%%
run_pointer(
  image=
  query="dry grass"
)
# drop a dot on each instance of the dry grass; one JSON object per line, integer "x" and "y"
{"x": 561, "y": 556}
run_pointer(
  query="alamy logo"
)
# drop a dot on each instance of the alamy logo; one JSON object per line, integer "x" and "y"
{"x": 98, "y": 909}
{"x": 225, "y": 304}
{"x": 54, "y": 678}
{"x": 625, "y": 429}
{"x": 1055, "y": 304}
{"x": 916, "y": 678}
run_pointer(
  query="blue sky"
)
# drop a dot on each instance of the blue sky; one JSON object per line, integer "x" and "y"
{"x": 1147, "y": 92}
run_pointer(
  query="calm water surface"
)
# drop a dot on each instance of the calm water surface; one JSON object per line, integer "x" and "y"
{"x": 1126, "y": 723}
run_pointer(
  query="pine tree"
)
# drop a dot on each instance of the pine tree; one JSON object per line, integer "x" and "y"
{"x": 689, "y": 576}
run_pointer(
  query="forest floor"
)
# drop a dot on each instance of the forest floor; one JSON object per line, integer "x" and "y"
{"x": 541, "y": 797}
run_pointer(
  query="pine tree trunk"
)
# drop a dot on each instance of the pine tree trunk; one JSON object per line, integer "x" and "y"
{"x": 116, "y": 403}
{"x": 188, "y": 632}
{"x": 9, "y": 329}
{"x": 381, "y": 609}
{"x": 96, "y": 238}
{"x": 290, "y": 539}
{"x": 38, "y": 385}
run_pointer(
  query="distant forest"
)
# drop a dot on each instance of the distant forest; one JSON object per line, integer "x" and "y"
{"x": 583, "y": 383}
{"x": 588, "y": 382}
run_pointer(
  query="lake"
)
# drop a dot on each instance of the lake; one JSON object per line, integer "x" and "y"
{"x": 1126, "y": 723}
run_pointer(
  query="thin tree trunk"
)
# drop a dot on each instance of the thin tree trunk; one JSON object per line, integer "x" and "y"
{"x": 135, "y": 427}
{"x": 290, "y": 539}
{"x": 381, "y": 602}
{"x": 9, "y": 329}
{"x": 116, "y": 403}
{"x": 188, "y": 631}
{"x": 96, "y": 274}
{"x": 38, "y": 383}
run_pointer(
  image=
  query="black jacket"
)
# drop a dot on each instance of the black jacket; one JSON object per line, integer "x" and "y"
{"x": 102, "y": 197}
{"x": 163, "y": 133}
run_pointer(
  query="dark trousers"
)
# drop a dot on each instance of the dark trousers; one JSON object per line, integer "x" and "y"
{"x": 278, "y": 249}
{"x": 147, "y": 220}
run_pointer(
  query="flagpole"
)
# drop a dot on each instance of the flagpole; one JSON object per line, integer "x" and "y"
%%
◆ **Task directions**
Copy the entire listing, keeping each line exactly as it is.

◆ **Reply to the exercise**
run_pointer(
  image=
  query="dry grass"
)
# drop a dot on each instance of the dry grass; one JSON object per line, integer "x" and "y"
{"x": 561, "y": 556}
run_pointer(
  query="alamy logo"
)
# drop a dot on each instance of the alamy logo; one JSON object per line, integer "x" and "y"
{"x": 98, "y": 909}
{"x": 225, "y": 304}
{"x": 54, "y": 678}
{"x": 625, "y": 429}
{"x": 1055, "y": 304}
{"x": 916, "y": 678}
run_pointer(
  query="blue sky"
)
# drop a dot on each instance of the blue sky; one JSON object per line, integer "x" and "y"
{"x": 1147, "y": 92}
run_pointer(
  query="calm water surface"
)
# drop a dot on each instance of the calm water surface; one JSON object per line, integer "x" and "y"
{"x": 1126, "y": 723}
run_pointer(
  query="pine tree"
)
# drop a dot on each instance of the pine tree; one JSON object per line, integer "x" and "y"
{"x": 689, "y": 576}
run_pointer(
  query="forest floor"
)
# drop a dot on each instance of the forest floor; one JSON object per line, integer "x" and "y"
{"x": 541, "y": 797}
run_pointer(
  query="pine tree trunk"
)
# drop a dot on each instance of the pine tree trunk; one JSON object per line, integer "x" and "y"
{"x": 116, "y": 403}
{"x": 188, "y": 632}
{"x": 9, "y": 329}
{"x": 381, "y": 609}
{"x": 96, "y": 238}
{"x": 290, "y": 539}
{"x": 38, "y": 385}
run_pointer(
  query="distant forest"
)
# drop a dot on each instance of the distant forest; one JSON object per line, integer "x" and "y"
{"x": 583, "y": 383}
{"x": 588, "y": 382}
run_pointer(
  query="lake"
)
# drop a dot on each instance of the lake; one JSON object per line, integer "x" and "y"
{"x": 1126, "y": 723}
run_pointer(
  query="thin tree trunk"
)
# drop a dot on each instance of the thin tree trunk; one JSON object per line, integer "x" and "y"
{"x": 135, "y": 427}
{"x": 290, "y": 539}
{"x": 381, "y": 602}
{"x": 9, "y": 329}
{"x": 116, "y": 403}
{"x": 188, "y": 631}
{"x": 96, "y": 274}
{"x": 38, "y": 383}
run_pointer(
  image=
  query="black jacket"
)
# drop a dot on each instance of the black jacket; one JSON object per line, integer "x" and "y"
{"x": 102, "y": 197}
{"x": 163, "y": 133}
run_pointer(
  query="dark trousers"
)
# drop a dot on each instance of the dark trousers; one JSON object per line, integer "x" and "y"
{"x": 278, "y": 249}
{"x": 147, "y": 220}
run_pointer(
  query="flagpole"
)
# drop a dot on each instance of the flagpole; one JSON object per line, integer "x" and "y"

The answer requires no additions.